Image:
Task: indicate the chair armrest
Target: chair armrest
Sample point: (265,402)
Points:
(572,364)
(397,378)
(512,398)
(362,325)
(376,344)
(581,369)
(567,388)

> **Problem details**
Reproduce the material while keeping each line exactly as it was written.

> **Task solution**
Image:
Task: indicate the chair armrest
Target: chair armrest
Sample point: (265,402)
Points:
(572,364)
(397,378)
(512,398)
(362,325)
(376,344)
(581,369)
(567,388)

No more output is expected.